SOURCE INFORMATION below:

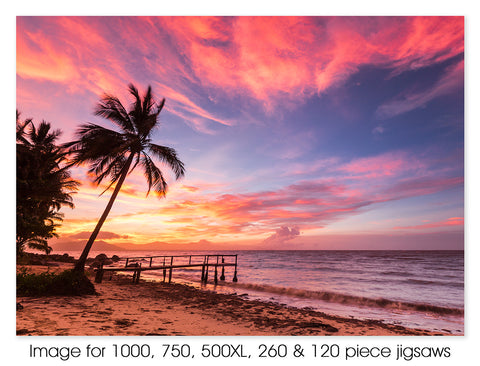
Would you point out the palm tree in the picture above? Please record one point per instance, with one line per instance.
(44, 185)
(111, 154)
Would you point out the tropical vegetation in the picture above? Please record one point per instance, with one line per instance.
(44, 184)
(112, 154)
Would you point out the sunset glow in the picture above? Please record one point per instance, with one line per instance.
(296, 133)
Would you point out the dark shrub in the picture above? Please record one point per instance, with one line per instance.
(68, 283)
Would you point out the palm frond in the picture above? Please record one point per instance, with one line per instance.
(112, 109)
(154, 176)
(168, 156)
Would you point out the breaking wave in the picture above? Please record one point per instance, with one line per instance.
(350, 299)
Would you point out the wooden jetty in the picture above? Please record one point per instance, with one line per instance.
(169, 262)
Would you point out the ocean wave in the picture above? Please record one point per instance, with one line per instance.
(350, 299)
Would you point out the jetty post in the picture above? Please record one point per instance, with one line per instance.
(235, 279)
(164, 270)
(171, 269)
(216, 273)
(99, 274)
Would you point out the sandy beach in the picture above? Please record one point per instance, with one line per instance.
(122, 308)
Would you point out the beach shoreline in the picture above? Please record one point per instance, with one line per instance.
(121, 308)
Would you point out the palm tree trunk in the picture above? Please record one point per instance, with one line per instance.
(80, 264)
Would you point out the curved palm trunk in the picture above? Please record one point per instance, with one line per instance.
(80, 264)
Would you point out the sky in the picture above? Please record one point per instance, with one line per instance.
(296, 132)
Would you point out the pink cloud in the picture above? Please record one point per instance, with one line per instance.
(278, 61)
(452, 221)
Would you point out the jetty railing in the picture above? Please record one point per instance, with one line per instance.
(169, 262)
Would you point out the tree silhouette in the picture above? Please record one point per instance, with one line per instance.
(114, 154)
(44, 184)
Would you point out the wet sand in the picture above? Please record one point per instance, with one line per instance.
(122, 308)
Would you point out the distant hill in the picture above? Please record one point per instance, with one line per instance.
(73, 247)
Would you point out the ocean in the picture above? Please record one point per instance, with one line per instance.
(416, 289)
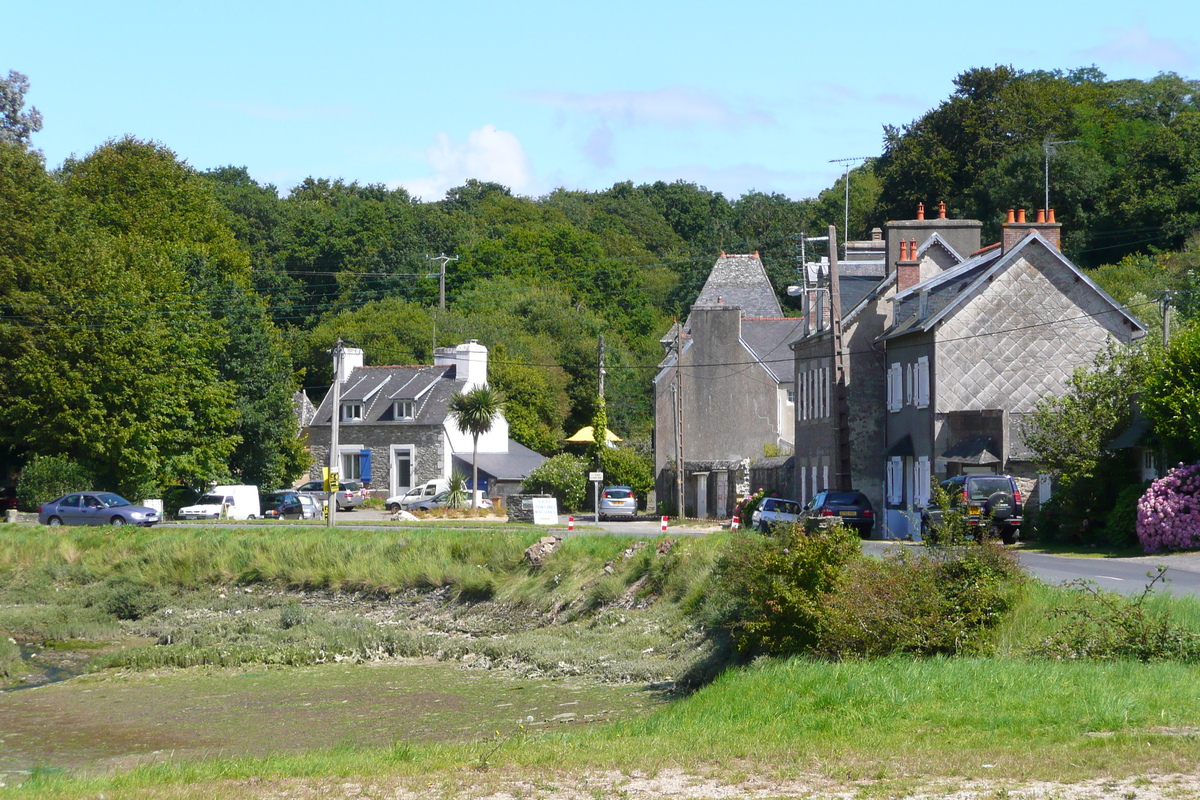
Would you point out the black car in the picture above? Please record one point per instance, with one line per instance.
(282, 505)
(852, 509)
(982, 499)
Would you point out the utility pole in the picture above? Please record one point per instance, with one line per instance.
(334, 468)
(442, 276)
(678, 398)
(1048, 150)
(1167, 320)
(601, 366)
(845, 233)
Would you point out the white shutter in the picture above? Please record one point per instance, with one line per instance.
(923, 382)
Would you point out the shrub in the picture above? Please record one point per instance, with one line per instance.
(564, 476)
(46, 477)
(627, 467)
(767, 590)
(921, 602)
(1169, 511)
(1102, 626)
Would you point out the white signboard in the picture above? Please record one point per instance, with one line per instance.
(545, 511)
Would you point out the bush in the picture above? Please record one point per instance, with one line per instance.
(625, 467)
(767, 590)
(564, 476)
(1103, 626)
(919, 602)
(1169, 511)
(46, 477)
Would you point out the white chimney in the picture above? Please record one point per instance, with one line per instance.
(352, 359)
(469, 360)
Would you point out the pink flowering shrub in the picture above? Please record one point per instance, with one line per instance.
(1169, 511)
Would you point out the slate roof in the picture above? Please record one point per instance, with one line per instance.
(376, 388)
(768, 338)
(741, 281)
(953, 287)
(513, 465)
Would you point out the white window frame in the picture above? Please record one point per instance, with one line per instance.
(922, 480)
(923, 385)
(895, 388)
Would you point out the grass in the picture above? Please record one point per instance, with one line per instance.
(226, 599)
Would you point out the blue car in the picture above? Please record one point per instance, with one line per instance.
(95, 509)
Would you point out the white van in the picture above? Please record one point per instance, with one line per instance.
(415, 494)
(225, 503)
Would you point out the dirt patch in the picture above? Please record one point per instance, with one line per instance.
(111, 720)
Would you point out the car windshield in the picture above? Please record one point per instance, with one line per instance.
(981, 489)
(113, 500)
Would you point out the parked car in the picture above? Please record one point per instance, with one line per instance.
(425, 491)
(852, 509)
(225, 501)
(774, 511)
(281, 505)
(618, 501)
(351, 493)
(95, 509)
(984, 500)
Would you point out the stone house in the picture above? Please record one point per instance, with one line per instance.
(724, 394)
(841, 382)
(971, 347)
(395, 431)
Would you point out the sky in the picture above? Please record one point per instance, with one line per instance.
(751, 96)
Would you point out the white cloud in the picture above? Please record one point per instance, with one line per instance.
(675, 106)
(489, 155)
(1137, 46)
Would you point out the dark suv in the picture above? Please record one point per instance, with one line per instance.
(982, 499)
(852, 509)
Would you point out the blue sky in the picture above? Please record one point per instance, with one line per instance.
(540, 95)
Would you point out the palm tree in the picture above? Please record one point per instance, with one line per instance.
(474, 413)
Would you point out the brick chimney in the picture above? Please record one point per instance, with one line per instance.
(1015, 228)
(907, 268)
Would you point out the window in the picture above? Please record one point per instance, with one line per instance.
(895, 388)
(923, 382)
(895, 480)
(922, 479)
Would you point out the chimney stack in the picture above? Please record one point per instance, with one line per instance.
(1015, 230)
(907, 268)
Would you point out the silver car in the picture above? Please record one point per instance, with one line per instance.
(95, 509)
(618, 501)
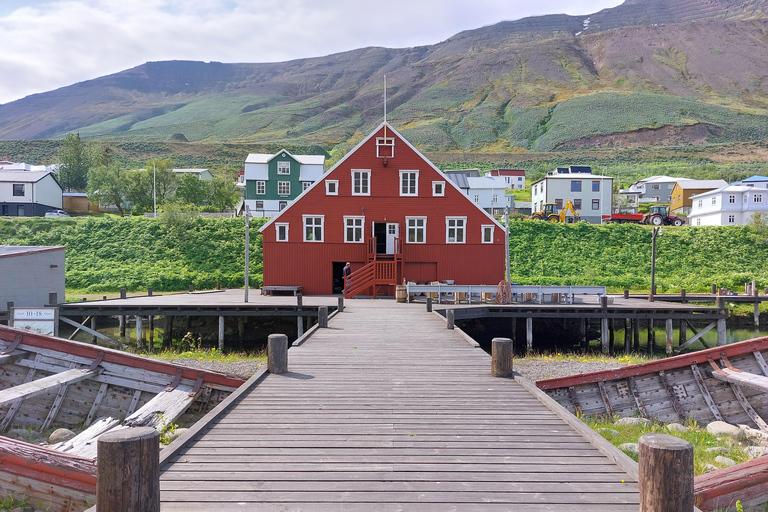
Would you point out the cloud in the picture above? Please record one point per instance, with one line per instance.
(53, 43)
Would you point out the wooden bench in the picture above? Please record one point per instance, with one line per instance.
(280, 290)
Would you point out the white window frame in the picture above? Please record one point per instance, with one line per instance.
(415, 228)
(367, 174)
(459, 226)
(321, 226)
(486, 229)
(349, 222)
(409, 193)
(279, 225)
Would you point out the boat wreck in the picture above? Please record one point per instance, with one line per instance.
(50, 382)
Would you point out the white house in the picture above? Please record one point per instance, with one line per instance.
(591, 194)
(730, 205)
(28, 193)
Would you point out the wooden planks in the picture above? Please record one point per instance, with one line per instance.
(360, 422)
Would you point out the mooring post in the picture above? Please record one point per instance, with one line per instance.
(670, 336)
(501, 357)
(221, 333)
(128, 473)
(665, 464)
(529, 334)
(277, 353)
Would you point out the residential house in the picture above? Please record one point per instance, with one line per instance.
(730, 205)
(28, 193)
(390, 212)
(591, 194)
(514, 178)
(273, 181)
(684, 190)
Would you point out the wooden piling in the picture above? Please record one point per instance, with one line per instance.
(128, 473)
(277, 353)
(665, 464)
(501, 357)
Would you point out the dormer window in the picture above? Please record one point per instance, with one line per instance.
(385, 147)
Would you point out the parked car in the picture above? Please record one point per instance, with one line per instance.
(56, 213)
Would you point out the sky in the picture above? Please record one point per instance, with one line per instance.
(47, 44)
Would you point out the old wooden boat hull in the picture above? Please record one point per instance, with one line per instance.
(49, 382)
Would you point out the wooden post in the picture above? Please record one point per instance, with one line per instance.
(277, 353)
(665, 464)
(529, 335)
(501, 357)
(670, 335)
(128, 473)
(221, 333)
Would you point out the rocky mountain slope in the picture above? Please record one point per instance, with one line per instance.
(648, 72)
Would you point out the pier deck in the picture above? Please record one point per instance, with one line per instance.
(388, 410)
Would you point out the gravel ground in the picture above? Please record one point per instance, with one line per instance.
(532, 369)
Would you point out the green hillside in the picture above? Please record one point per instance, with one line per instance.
(108, 253)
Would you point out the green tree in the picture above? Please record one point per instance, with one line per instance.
(75, 162)
(108, 185)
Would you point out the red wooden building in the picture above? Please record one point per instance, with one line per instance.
(391, 213)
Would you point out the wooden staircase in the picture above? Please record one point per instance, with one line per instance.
(375, 273)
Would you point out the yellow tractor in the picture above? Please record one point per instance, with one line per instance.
(550, 213)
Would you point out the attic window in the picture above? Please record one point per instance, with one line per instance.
(385, 147)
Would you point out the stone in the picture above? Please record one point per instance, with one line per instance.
(721, 428)
(633, 422)
(608, 432)
(632, 448)
(756, 451)
(725, 461)
(60, 435)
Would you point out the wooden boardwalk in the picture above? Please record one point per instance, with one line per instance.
(388, 410)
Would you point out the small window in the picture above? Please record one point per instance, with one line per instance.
(385, 147)
(454, 227)
(313, 228)
(353, 230)
(487, 234)
(417, 230)
(281, 232)
(409, 183)
(361, 182)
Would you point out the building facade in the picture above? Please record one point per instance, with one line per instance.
(273, 181)
(386, 209)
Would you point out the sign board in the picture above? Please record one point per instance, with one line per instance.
(40, 320)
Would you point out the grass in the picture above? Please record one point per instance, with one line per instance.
(698, 437)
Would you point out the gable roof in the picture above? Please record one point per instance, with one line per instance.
(354, 150)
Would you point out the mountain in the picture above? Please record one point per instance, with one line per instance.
(648, 72)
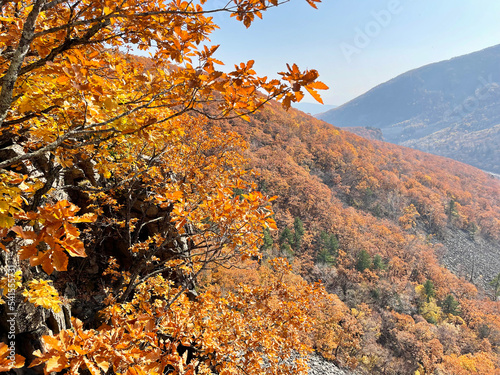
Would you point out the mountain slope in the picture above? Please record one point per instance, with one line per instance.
(397, 214)
(459, 98)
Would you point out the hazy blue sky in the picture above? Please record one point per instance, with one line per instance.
(357, 44)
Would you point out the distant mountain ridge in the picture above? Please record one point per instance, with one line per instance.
(450, 108)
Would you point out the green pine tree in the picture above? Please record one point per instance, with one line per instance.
(364, 261)
(450, 305)
(430, 291)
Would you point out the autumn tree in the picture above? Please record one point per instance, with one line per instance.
(105, 157)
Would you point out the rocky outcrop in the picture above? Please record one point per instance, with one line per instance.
(320, 366)
(474, 258)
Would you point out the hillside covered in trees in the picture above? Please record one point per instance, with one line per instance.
(157, 218)
(449, 108)
(375, 222)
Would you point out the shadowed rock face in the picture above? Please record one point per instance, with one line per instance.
(450, 108)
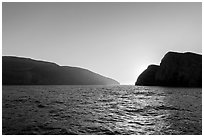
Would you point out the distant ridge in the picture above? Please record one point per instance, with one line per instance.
(175, 70)
(26, 71)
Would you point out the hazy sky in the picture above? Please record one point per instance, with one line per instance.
(118, 40)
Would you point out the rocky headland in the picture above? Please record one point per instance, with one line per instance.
(25, 71)
(175, 70)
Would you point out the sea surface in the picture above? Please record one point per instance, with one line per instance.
(96, 110)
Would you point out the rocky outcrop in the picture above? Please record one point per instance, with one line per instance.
(176, 70)
(25, 71)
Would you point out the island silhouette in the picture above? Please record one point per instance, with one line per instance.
(26, 71)
(175, 70)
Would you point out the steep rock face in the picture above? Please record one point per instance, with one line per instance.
(24, 71)
(176, 69)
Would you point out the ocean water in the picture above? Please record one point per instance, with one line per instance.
(96, 110)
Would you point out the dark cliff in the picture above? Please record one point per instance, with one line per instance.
(176, 70)
(25, 71)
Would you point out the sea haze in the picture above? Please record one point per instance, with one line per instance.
(101, 110)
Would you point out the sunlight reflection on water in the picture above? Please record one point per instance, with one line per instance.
(101, 110)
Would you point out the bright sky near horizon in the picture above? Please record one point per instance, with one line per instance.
(117, 40)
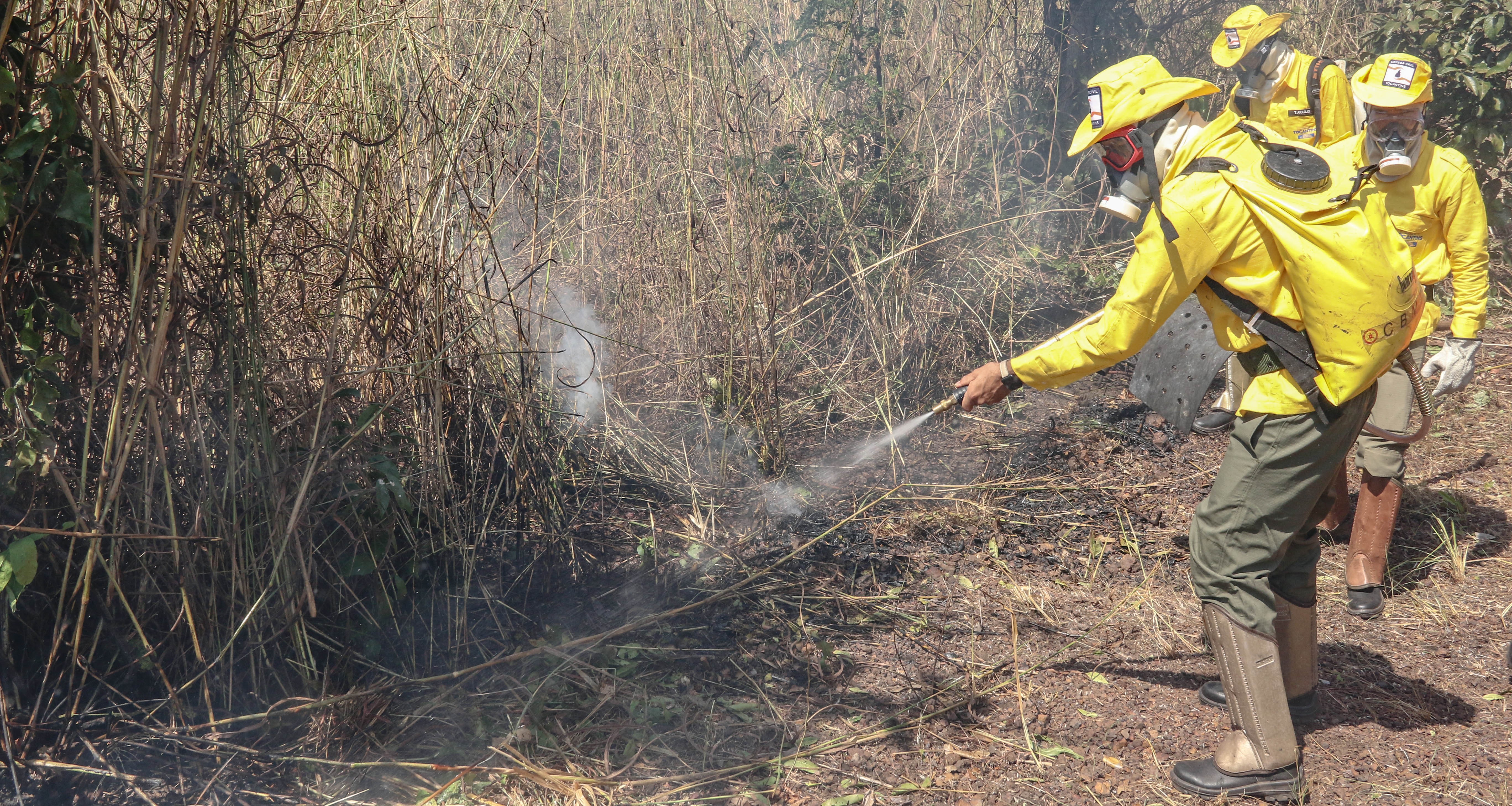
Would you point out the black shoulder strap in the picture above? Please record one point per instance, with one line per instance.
(1316, 94)
(1240, 104)
(1209, 165)
(1293, 348)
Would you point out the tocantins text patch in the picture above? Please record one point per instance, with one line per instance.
(1399, 75)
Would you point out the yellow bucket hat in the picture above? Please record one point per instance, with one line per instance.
(1395, 79)
(1245, 29)
(1128, 93)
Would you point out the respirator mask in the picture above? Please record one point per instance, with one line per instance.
(1135, 161)
(1122, 155)
(1393, 138)
(1260, 70)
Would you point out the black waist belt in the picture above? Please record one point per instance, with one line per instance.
(1260, 362)
(1289, 348)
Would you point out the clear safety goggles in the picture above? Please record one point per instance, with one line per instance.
(1120, 150)
(1405, 122)
(1257, 57)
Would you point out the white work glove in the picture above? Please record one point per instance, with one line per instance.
(1455, 365)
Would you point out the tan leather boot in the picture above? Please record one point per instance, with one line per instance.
(1375, 519)
(1298, 646)
(1340, 488)
(1262, 758)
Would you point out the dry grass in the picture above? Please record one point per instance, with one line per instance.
(330, 300)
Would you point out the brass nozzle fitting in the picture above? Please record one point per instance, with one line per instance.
(949, 403)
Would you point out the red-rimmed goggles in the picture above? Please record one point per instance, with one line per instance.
(1120, 150)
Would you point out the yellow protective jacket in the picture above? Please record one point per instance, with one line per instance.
(1221, 236)
(1289, 112)
(1440, 214)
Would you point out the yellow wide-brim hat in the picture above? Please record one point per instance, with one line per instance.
(1128, 93)
(1395, 79)
(1245, 29)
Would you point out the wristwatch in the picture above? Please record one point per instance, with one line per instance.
(1009, 377)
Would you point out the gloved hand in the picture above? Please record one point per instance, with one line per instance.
(1455, 365)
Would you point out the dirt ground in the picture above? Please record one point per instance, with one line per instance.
(1070, 565)
(1011, 624)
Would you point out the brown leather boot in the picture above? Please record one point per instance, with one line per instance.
(1340, 488)
(1375, 519)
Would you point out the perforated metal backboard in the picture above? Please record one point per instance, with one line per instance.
(1175, 368)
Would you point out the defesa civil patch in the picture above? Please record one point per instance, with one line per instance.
(1399, 75)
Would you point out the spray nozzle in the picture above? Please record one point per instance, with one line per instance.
(950, 403)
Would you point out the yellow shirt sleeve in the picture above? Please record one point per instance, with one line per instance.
(1339, 106)
(1464, 217)
(1160, 276)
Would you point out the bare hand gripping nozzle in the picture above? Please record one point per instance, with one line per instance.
(950, 403)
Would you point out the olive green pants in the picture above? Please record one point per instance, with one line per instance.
(1254, 538)
(1393, 412)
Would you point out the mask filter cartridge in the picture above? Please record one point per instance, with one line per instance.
(1130, 193)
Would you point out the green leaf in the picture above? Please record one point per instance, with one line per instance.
(909, 787)
(43, 397)
(78, 203)
(368, 415)
(23, 559)
(28, 137)
(67, 324)
(1051, 751)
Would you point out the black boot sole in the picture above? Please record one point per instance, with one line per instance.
(1204, 429)
(1280, 787)
(1303, 708)
(1366, 604)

End of SOURCE INFORMATION.

## PROMPT
Set down, exactly and only, the lines running from the one holding "Would you point out the black boot" through the end of the records above, both ends included.

## WRITTEN ANSWER
Would you point out the black boot sole in the picture above? Please record one point per instance, with one line per instance.
(1204, 429)
(1280, 787)
(1303, 708)
(1366, 604)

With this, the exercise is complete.